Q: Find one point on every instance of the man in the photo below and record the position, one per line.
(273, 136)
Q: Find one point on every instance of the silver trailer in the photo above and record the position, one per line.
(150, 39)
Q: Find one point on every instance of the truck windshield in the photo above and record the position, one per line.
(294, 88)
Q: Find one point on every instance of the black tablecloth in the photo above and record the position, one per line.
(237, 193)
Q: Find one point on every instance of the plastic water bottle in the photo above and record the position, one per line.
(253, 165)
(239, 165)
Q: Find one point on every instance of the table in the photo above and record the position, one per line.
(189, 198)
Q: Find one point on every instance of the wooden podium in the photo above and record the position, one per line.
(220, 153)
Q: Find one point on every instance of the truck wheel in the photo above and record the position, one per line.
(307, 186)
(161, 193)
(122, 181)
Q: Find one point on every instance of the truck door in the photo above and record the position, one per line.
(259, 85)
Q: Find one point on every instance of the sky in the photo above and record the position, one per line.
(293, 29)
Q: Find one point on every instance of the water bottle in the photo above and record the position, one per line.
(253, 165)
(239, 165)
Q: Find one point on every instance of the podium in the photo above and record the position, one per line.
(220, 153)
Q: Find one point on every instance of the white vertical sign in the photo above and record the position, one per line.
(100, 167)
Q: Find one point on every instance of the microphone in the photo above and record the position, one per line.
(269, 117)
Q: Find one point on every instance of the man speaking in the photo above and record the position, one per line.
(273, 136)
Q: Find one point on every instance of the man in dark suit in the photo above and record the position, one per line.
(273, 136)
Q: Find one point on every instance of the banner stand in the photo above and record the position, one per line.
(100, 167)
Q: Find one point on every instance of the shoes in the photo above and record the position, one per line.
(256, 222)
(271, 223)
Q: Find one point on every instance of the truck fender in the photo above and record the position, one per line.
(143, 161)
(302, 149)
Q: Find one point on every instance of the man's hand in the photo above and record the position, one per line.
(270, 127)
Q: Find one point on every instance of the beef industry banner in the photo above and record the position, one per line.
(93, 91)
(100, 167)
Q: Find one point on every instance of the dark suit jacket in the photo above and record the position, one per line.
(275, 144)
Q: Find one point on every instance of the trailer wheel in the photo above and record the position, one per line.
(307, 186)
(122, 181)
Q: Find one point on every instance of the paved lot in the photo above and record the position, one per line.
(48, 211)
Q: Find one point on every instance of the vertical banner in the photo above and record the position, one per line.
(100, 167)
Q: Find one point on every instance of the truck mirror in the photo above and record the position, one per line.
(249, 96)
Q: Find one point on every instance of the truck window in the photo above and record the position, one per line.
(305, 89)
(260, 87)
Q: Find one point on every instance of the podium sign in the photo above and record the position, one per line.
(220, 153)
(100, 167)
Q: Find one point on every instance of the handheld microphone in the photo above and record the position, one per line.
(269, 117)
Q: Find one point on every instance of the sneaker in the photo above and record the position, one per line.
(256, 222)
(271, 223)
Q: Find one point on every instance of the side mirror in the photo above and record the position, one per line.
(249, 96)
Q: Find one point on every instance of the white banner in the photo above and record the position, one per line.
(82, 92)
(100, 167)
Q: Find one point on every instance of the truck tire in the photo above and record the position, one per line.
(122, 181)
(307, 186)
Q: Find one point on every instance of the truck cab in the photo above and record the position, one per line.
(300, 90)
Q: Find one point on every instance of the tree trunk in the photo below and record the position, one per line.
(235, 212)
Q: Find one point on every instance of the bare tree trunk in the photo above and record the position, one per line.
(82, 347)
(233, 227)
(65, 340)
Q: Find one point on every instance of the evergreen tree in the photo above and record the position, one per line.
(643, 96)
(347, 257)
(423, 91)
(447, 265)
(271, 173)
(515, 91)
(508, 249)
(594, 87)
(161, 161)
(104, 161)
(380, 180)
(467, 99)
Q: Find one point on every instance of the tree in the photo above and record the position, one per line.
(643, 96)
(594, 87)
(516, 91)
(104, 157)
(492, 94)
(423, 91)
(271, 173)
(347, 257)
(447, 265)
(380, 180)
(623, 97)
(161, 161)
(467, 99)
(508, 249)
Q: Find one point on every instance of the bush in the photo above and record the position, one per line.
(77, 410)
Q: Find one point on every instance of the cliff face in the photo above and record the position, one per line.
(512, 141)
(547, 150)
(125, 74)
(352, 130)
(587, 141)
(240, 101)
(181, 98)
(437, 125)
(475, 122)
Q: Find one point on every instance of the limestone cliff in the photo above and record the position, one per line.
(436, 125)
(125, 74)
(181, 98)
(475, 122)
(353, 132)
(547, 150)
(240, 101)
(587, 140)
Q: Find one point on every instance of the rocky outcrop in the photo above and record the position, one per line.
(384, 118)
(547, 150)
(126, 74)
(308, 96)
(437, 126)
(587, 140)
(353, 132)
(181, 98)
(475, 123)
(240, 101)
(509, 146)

▶ _Action item_
Copy down the material exactly as written.

▶ _Output of the exercise_
Q: Find one point on every instance of the man in the photo below and record the position, one per line.
(273, 136)
Q: Find one point on every instance of the silver trailer in the photo above and record the position, one per line.
(150, 39)
Q: Find one point on every instance of the truck windshield in the photo above and record the position, one per line.
(294, 88)
Q: Find one point on every instance of the black tablecloth in the photo above and record the position, one per line.
(237, 193)
Q: Find one point on every instance of the plastic water bottle in the photo above and record the position, one per line.
(253, 165)
(239, 165)
Q: Find one point on every instance of the table in the photo above and record the position, one per line.
(189, 198)
Q: Find one point on every instance of the wooden podium in the photo above and record the position, one per line.
(220, 153)
Q: Find one point on every instance of the truck wheel in the photo above and record the position, one per line.
(307, 186)
(161, 193)
(122, 181)
Q: Find one point on every instance of the truck door in the photo above and record the position, one per line.
(259, 85)
Q: Find one point on every instance of the sky in the photo above and record the position, one per line.
(293, 29)
Q: Find one point on every instance of the water bottle in the photo above and record the position, one per line.
(253, 165)
(239, 165)
Q: Find one point on every instance of the podium in the photo above and record the position, one per line.
(220, 153)
Q: Find one point on every instance of the white vertical sign in the photo above and record the position, one per line.
(100, 167)
Q: Find one point on every instance of the microphone in the photo above and record the position, one per line.
(269, 117)
Q: Find one point on every instance of the man speaking in the photo above and record the position, one per line.
(273, 136)
Q: Find one point on every instance of the man in dark suit in the photo above and record the position, one per line.
(273, 136)
Q: Find one point on every instance of the banner stand in the photo above and record the position, one per line.
(100, 167)
Q: Find one point on every instance of the shoes in the photo above and record the position, one per line.
(256, 222)
(271, 223)
Q: Find one point on every instance of the truck fender in the photo above and record the position, one per line.
(143, 161)
(302, 149)
Q: Find one point on every instance of the man's hand in the photo above and record the position, one per line.
(270, 127)
Q: Find one point on every instance of the beef industry banner in the photo above and record the position, one per line.
(93, 91)
(100, 167)
Q: Find one point on every instance of the dark suit jacket in the photo above and record the position, one per line.
(275, 144)
Q: Find one point on every instance of the trailer wheel in the photo above and record the position, one per line.
(307, 186)
(122, 181)
Q: Find one point on every instance of the paved lot in the photo above and record the position, one per line.
(48, 211)
Q: Find one point on every instance of the vertical banner in the photo above and record the position, one per line.
(100, 167)
Q: Find one point on every instance of the truck mirror in the photo above and record the position, one per line.
(249, 96)
Q: Find one point on every instance of the truck window in the photo above and record the position, one per line.
(305, 89)
(260, 87)
Q: Find one point on every instance of the podium sign in the photo above and record the position, one per line.
(220, 153)
(100, 167)
Q: Find one point on every instance of the handheld microphone in the photo above and record the position, one per line.
(269, 117)
Q: Find one point on every instance of the sneaker in the photo above and record the position, one per line.
(256, 222)
(271, 223)
Q: Find one point on every instance of the side mirror in the photo above and record the position, one per line.
(249, 96)
Q: Find one point on every instance of the white banner in the photo above and record the position, one per line.
(82, 92)
(100, 167)
Q: Find one point on every instance of the truck tire in the photo above and record the position, one per line.
(122, 181)
(307, 186)
Q: Find one point on every instance of the truck cab in the photo above and record the position, one per line.
(300, 90)
Q: Find one point on every instance of the tree trunk in the photo below and record the position, one per line.
(235, 212)
Q: Find one point on every instance of the bare tree trunk in the photo above and record the position, one per line.
(82, 347)
(233, 227)
(65, 340)
Q: Find one point on every instance of the evergreen tree in the photo above and record the position, one per line.
(643, 96)
(347, 257)
(423, 91)
(447, 265)
(271, 173)
(515, 91)
(508, 249)
(594, 87)
(161, 161)
(104, 161)
(380, 180)
(467, 99)
Q: Find one point on every instance of the tree in the photo above and record the position, one per line.
(643, 96)
(594, 87)
(516, 91)
(104, 157)
(492, 94)
(423, 91)
(271, 173)
(347, 257)
(447, 265)
(380, 180)
(623, 97)
(161, 161)
(467, 99)
(508, 249)
Q: Find one point on every instance of the bush in the photo above and record the position, one per line.
(77, 410)
Q: Find one point on every instance of the cliff face in the photo above and record the position, one per line.
(512, 141)
(547, 150)
(125, 74)
(352, 130)
(587, 141)
(240, 101)
(181, 98)
(437, 125)
(475, 122)
Q: Find one point on every instance of the limestone cliff in the photo above and record the position, one per line.
(436, 125)
(125, 74)
(181, 98)
(475, 122)
(353, 132)
(547, 150)
(240, 101)
(587, 140)
Q: Find one point on every instance of the rocky outcrop in the photo above and record the position, one per line.
(384, 118)
(547, 150)
(126, 74)
(308, 96)
(437, 126)
(587, 140)
(353, 132)
(181, 98)
(475, 123)
(240, 101)
(509, 146)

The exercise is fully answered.